***** Dataset
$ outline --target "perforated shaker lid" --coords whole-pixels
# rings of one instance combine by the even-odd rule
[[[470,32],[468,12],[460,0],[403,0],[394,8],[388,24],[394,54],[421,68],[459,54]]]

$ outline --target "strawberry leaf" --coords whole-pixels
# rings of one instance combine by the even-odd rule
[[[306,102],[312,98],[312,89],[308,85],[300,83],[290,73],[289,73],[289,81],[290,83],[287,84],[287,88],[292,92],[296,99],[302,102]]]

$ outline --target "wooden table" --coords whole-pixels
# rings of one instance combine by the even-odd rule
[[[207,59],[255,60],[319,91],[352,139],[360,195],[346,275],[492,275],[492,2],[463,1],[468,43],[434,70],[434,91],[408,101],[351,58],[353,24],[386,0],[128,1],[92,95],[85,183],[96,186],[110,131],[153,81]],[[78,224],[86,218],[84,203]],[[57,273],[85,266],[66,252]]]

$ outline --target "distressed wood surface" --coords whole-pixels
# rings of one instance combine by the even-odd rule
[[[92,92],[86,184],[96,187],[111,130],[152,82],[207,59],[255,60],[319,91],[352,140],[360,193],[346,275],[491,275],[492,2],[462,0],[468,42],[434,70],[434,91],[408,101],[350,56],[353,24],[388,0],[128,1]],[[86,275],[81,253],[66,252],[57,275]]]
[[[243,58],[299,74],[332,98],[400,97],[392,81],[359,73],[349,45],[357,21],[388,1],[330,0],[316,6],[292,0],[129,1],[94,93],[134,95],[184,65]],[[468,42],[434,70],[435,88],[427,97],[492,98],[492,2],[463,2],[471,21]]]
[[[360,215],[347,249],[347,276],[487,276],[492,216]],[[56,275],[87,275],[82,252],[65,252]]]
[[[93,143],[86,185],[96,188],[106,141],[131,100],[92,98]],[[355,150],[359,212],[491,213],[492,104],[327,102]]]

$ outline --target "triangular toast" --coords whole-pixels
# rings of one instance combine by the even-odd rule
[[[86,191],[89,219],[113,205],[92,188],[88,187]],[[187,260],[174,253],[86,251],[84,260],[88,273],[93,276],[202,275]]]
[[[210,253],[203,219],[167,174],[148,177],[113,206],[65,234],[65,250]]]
**********
__Problem to solve__:
Write out every line of the items above again, requests included. Scale each coordinate in the answers by 1.15 and round it to a whole number, with halves rounded up.

__Final result__:
$ outline --target "perforated shaker lid" --coords whole-pixels
# rings of one instance combine by the even-odd rule
[[[541,37],[538,14],[529,0],[463,0],[453,9],[446,28],[453,62],[484,78],[528,62]]]

$ outline --target "strawberry leaf" --coords whole-pixels
# rings of one instance combine by the even-odd rule
[[[352,117],[359,113],[359,102],[354,98],[345,95],[334,84],[332,84],[332,93],[334,95],[330,97],[330,101],[336,106],[340,114],[347,117]]]

$ outline --target "wooden table" --coords whole-pixels
# rings of one instance combine by the even-odd rule
[[[238,68],[293,69],[367,105],[405,160],[414,224],[398,316],[566,316],[566,2],[532,1],[538,49],[499,81],[499,105],[469,116],[404,67],[406,28],[444,0],[147,1],[106,109],[98,210],[110,214],[127,151],[176,93]],[[90,258],[99,251],[97,233]],[[66,314],[98,306],[76,290]]]

$ outline --target "distressed wood surface" --coords whole-pixels
# rings of one instance combine by the even-odd rule
[[[106,106],[99,212],[110,215],[128,150],[175,94],[238,68],[293,69],[367,105],[405,161],[414,222],[398,316],[565,316],[566,2],[531,0],[538,48],[499,81],[499,105],[469,116],[403,64],[406,28],[446,0],[147,1]],[[99,316],[93,291],[76,290],[66,316]]]
[[[279,67],[344,85],[382,113],[460,112],[451,93],[413,84],[401,52],[411,24],[446,1],[380,0],[363,7],[336,0],[148,1],[108,107],[154,109],[212,75]],[[538,48],[499,81],[500,101],[491,112],[566,113],[566,2],[532,2],[542,24]]]
[[[414,247],[399,286],[399,317],[560,317],[566,248]],[[64,316],[100,316],[94,290],[75,290]]]
[[[107,164],[99,213],[110,216],[122,162],[151,115],[106,113]],[[408,173],[413,244],[565,245],[566,120],[376,117]]]

$ outline --target "triangular toast" --coords whole-pixels
# rings of one instance combine by the even-odd rule
[[[99,220],[102,252],[130,236],[106,216],[101,215]],[[215,299],[200,291],[99,289],[97,299],[101,314],[107,317],[232,316]]]
[[[242,291],[233,252],[192,200],[170,204],[130,237],[75,269],[75,288]]]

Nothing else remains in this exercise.